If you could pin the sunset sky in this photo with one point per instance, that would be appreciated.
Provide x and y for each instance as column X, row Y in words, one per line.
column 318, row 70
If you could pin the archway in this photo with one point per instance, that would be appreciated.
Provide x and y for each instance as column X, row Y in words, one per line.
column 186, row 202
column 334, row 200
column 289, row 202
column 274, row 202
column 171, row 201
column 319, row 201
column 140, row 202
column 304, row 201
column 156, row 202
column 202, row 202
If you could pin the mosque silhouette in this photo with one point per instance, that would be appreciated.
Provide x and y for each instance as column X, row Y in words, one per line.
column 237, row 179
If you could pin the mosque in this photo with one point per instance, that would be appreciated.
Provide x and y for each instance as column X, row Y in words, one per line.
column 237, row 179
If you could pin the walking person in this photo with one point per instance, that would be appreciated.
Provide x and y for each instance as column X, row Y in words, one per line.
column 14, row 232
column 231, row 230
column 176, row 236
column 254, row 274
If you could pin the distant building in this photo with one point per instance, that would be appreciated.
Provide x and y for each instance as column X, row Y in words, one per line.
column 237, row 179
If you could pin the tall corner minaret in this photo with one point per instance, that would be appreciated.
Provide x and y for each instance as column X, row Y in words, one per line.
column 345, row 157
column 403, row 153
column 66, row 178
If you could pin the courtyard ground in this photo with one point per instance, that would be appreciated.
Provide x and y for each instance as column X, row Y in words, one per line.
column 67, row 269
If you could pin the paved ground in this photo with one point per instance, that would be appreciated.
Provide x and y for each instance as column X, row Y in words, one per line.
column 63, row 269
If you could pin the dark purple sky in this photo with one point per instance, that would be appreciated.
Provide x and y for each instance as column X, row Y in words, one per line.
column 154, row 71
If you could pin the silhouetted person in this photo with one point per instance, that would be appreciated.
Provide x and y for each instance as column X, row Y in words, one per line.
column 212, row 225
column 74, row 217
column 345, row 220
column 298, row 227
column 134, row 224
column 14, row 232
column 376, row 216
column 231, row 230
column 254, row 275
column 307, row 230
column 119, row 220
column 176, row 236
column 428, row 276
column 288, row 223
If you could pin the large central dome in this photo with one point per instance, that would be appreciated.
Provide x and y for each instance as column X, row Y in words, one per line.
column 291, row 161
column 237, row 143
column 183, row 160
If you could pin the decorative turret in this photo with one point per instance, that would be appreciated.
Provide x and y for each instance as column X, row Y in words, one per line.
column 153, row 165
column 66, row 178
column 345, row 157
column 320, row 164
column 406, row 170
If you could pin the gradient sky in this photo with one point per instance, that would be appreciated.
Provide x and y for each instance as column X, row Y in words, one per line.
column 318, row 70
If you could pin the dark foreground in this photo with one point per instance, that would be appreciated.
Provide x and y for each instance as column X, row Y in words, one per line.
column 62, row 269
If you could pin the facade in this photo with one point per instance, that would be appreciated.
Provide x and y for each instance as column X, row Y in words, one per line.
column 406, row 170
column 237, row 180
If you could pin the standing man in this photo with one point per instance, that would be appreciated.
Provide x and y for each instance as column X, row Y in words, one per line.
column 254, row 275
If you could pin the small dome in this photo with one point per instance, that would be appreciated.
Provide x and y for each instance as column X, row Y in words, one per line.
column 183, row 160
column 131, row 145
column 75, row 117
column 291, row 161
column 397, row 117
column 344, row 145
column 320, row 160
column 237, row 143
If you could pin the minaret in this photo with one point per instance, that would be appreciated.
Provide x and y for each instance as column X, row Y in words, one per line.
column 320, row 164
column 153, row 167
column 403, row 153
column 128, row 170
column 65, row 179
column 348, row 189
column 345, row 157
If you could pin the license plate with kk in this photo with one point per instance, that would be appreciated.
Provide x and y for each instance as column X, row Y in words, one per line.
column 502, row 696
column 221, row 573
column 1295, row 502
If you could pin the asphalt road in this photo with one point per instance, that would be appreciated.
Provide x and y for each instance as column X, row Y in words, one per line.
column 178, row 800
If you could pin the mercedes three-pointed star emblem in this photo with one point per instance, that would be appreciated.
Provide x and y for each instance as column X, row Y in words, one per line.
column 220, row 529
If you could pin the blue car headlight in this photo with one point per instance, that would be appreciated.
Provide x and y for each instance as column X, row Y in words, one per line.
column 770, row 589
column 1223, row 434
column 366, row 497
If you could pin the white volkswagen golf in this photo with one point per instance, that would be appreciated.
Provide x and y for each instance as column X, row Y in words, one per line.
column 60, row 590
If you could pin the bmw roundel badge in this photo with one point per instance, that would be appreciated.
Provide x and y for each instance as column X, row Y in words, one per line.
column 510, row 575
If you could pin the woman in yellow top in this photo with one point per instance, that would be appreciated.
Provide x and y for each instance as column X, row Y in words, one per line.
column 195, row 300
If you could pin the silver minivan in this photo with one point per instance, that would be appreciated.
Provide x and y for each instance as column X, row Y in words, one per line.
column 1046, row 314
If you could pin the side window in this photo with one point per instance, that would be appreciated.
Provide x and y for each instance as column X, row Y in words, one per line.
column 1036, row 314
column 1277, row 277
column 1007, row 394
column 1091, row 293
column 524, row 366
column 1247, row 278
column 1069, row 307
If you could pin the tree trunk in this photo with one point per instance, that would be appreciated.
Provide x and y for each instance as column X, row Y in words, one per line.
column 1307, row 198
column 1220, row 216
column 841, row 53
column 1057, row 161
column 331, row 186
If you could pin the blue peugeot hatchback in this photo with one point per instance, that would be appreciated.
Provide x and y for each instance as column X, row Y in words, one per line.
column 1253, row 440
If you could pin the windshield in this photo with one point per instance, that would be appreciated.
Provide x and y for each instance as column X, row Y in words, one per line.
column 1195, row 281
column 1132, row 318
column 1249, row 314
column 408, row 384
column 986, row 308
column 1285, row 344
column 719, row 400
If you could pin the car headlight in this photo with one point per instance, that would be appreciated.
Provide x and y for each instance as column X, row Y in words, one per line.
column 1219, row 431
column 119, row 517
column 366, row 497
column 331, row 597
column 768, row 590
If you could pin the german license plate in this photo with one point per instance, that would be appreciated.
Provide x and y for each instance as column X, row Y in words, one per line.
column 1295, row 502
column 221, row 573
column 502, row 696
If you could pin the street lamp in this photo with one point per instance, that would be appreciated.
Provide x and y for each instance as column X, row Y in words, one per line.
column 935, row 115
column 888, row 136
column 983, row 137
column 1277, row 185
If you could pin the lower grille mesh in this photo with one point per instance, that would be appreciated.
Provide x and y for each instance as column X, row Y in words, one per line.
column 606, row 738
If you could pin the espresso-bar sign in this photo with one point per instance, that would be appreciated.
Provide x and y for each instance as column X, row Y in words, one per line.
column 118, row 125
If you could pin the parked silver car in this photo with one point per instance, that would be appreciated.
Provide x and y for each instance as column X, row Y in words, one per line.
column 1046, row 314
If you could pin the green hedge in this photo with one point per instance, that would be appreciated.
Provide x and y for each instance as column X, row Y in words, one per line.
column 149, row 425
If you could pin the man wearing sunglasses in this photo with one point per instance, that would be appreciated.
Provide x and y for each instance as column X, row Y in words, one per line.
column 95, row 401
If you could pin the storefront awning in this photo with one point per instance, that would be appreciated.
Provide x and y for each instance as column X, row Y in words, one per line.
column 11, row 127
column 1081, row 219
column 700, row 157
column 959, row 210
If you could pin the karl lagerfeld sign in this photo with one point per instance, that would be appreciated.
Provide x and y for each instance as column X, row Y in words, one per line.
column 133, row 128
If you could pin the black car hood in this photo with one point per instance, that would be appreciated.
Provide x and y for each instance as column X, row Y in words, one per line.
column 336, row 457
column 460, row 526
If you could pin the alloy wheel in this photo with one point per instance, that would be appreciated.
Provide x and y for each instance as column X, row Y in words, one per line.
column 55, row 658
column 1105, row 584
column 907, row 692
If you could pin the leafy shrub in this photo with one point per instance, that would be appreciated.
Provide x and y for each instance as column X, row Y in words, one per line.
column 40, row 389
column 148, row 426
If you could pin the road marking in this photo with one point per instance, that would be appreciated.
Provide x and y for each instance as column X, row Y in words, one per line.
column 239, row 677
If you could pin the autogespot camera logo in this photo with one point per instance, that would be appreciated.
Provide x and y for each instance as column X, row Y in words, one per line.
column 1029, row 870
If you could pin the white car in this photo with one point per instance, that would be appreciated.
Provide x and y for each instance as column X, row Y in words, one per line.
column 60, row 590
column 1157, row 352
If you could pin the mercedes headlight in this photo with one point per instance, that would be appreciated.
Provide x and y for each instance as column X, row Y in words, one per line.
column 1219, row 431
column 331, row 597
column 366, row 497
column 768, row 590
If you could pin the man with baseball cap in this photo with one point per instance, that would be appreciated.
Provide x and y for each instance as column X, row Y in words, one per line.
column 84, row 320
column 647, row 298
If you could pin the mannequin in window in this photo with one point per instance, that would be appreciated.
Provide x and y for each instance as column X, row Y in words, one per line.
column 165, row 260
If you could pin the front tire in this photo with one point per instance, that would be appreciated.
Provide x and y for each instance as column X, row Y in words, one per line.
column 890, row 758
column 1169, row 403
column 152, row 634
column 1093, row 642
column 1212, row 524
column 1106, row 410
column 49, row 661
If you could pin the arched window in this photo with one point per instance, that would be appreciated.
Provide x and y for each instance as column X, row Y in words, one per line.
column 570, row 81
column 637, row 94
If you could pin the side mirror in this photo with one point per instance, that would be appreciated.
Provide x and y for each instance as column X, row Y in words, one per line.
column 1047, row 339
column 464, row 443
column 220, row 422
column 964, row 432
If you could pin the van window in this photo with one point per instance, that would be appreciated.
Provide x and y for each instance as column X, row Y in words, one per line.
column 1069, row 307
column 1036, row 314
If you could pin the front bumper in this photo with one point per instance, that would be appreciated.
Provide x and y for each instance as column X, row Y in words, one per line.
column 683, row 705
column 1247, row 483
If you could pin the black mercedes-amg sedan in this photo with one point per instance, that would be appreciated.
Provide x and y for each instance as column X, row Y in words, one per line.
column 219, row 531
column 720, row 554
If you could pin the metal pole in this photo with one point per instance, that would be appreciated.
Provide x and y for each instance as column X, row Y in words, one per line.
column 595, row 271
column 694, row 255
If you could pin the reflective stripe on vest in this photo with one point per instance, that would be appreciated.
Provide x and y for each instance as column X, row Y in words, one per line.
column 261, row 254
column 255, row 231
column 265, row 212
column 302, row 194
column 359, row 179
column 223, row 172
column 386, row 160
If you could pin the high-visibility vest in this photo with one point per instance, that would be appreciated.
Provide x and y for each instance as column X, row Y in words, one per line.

◆ ◆ ◆

Format the data from the line with "If you could pin the road" up to and including the line with "column 165, row 260" as a Markdown table with two columns, Row and Line, where Row is a running number and Line holds that line of text; skip any blank lines.

Output of the task:
| Row | Line |
|---|---|
| 1 | If you could pin the road marking in this photo with one point per instance, that would be appreciated. |
| 2 | Provide x and y for each instance as column X, row Y in words, one per line. |
| 3 | column 239, row 677 |
| 4 | If you could pin the autogespot camera logo in this photo with one point per instance, that would be appreciated. |
| 5 | Provide x and y for each instance as column X, row Y in words, one per line. |
| 6 | column 1029, row 870 |
| 7 | If you could pin the white car in this photo with one point per instance, that would be appreciated. |
| 8 | Provide x and y for each instance as column X, row Y in words, one per line. |
| 9 | column 60, row 590 |
| 10 | column 1157, row 352 |
| 11 | If you could pin the mercedes headlight in this photo with one point per instance, that would be appreciated. |
| 12 | Provide x and y for each instance as column X, row Y in words, one per line. |
| 13 | column 1219, row 431 |
| 14 | column 331, row 597 |
| 15 | column 366, row 497 |
| 16 | column 768, row 590 |
| 17 | If you could pin the man with baseball cap in this photo with one point per instance, that would be appreciated. |
| 18 | Provide x and y for each instance as column X, row Y in words, one per line. |
| 19 | column 84, row 320 |
| 20 | column 647, row 298 |
| 21 | If you could pin the mannequin in window in this photo with one point per instance, that would be appreciated. |
| 22 | Provide x and y for each instance as column X, row Y in words, one per line. |
| 23 | column 165, row 260 |